__Short task__.
Could you reproduce the rows below word for word, leaving out any pictures?

__Material provided__.

####################

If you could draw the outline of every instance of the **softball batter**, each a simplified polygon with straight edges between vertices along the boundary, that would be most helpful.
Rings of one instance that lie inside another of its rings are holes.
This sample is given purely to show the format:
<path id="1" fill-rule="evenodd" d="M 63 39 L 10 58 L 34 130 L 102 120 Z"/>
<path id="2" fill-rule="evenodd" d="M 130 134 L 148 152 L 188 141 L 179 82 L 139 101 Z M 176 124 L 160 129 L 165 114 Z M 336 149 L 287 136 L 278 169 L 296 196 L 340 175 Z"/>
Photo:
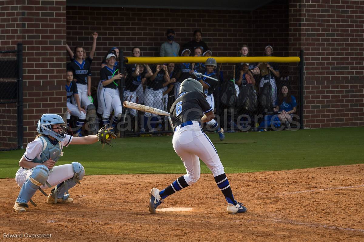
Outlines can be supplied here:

####################

__Full response__.
If you could draw the outline of every instance of the **softball batter**, each a simplified polygon with straight edges between vertices along the boundary, that would be most helpful.
Rings of one instance that lie inside another of its rings are holes.
This sample is given purely to show the format:
<path id="1" fill-rule="evenodd" d="M 63 39 L 10 58 L 34 130 L 102 120 Z"/>
<path id="2" fill-rule="evenodd" d="M 130 134 L 148 152 L 188 141 L 179 82 L 139 101 Z M 176 124 L 160 129 L 165 114 Z M 336 149 L 287 136 L 278 169 L 296 196 L 340 175 Z"/>
Photo:
Outlines can be supplied here:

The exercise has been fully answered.